Supplied passage »
ID3 uses the information gain to select the best node at each level in the tree. Now, you might be wondering what is Information Gain? But, before understanding about the term Information Gain we should know about what is Entropy. Entropy in simple terms is a measure of uncertainty in the given dataset D and Information Gain tells us how much uncertainty in dataset D is reduced after splitting the dataset D on a particular node. The node with high Information Gain is splitted at each level.

Mathematical expression for Entropy:-

H(D)=∑ x ⊂ X ( – p(x) log2 (x) )

Where,

D- is the dataset

X- is the set of classes in D

p(x)- is the probability of x in D.

Mathematical expression for Information Gain:-

I(A,D) = H(D)-∑ y ⊂ Y ( – p(y) H(y) )

H(D)- is the entropy of D

Y- is the subset created by splitting D at node A.

p(y)- is the probability of y in the set D.

H(y) – is the entropy of subset y.

Procedure of ID3 Algorithm

  1. Calculate entropy for the dataset.
  2. For each node
    1. Calculate entropy for all its categorical values.
    2. Calculate information gain for the node.
  3. Find the node with highest information gain at a particular level.
  4. Repeat steps from 1 to 3 till we reach the leaf node and have created our decision tree.

Creating a Decision Tree using the ID3 algorithm

Let’s look an example to make it more clear, Consider the dataset for prediction of student needs tutor or not.

Table of dataset. Creating a Decision Tree using the ID3 Algorithm

The dataset is self explanatory, here Yes means he does that work and No means he doesn’t do that work.

Here the dataset is of binary classes, where 4 out of 12 are Yes and 8 out of 12 are No.

Note :- In case of binary classification we take log2 in the formula, for n classification take logn in the formula instead of log with base 2 .

Complete entropy of dataset is -
H(S) = - p(YES) * log2(p(YES)) - p(no) * log2(p(no))
     = - (4/12) * log2(4/12) - (8/12) * log2(8/12)
     = - (-0.527) - (-0.395)
     = 0.922
Information Gain for Regular:-

From the dataset we can see we have 5 rows with Yes value out of 12 for which there are 2 Yes in the target column and 3 No in the target column.

information gain for regular with yes values

From the dataset we can see we have 7 rows with No value out of 12 for which there are 2 Yes in the target column and 5 No in the target column.

Information gain for regular with no values Creating a Decision Tree using the ID3 Algorithm
H(regular=YES) = -(2/5)*log2(2/5)-(3/5)*log2(3/5)
               = - (- 0.5288) - (- 0.4422)
               = 0.971
H(regular=NO) = -(2/7)*log2(2/7)-(5/7)*log2(5/7)
              = -( - 0.516) - (- 0.347)
              = 0.863
Average Entropy Information for Regular- 
I(Regular) = p(YES) * H(Regular=YES) + p(no) * H(Regular=No)

Short task 1 » In the ID3 passage, substitute "distinct values" for "categorical values" and write out the part that opens with the words containing "Y- is the subset" and closes with "for the node.".
Short task 2 »
Answer these questions from the ID3 passage:
(a) What does entropy measure?
(b) How many of the 12 rows in the dataset are Yes?
(c) What value does the complete entropy of the dataset come to?
The lines that come next were taken from a different source.

Record list »

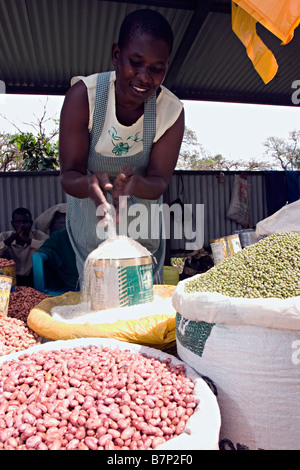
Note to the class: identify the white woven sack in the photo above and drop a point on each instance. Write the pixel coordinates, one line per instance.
(202, 428)
(286, 219)
(252, 366)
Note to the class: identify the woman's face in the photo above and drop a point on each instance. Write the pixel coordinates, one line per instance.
(141, 66)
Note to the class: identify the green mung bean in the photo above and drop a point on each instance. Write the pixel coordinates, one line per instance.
(268, 268)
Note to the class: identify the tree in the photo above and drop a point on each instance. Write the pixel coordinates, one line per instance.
(286, 153)
(11, 158)
(30, 151)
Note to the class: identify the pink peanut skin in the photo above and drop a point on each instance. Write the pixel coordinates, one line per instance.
(92, 398)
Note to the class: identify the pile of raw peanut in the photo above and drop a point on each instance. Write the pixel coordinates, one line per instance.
(14, 332)
(92, 398)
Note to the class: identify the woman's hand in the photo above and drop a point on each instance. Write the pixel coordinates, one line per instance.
(98, 185)
(122, 189)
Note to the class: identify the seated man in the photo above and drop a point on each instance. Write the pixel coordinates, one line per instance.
(61, 264)
(20, 243)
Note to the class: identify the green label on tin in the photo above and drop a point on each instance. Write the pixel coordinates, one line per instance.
(135, 284)
(192, 334)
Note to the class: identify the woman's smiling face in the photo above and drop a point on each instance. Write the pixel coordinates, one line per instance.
(141, 66)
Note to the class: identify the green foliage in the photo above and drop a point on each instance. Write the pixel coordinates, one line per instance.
(285, 152)
(39, 154)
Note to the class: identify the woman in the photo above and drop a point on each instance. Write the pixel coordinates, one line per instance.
(120, 135)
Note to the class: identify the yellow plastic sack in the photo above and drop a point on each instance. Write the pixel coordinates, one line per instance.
(157, 330)
(280, 18)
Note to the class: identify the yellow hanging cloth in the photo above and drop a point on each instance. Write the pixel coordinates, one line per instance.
(280, 17)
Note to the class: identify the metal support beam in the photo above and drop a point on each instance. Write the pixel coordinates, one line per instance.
(194, 26)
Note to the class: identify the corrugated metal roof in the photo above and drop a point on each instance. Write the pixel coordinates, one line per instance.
(46, 42)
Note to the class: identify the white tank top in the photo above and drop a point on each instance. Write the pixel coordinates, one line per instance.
(118, 140)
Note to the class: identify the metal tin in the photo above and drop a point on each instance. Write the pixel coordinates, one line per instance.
(10, 271)
(5, 287)
(121, 282)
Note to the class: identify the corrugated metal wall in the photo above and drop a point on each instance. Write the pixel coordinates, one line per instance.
(214, 192)
(39, 191)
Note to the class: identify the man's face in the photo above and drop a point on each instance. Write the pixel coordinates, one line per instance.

Written solution 1 »
Y- is the subset created by splitting D at node A.

p(y)- is the probability of y in the set D.

H(y) – is the entropy of subset y.

Procedure of ID3 Algorithm

  1. Calculate entropy for the dataset.
  2. For each node
    1. Calculate entropy for all its distinct values.
    2. Calculate information gain for the node.

Written solution 2 »
(a) Uncertainty in the given dataset D.
(b) 4.
(c) 0.922.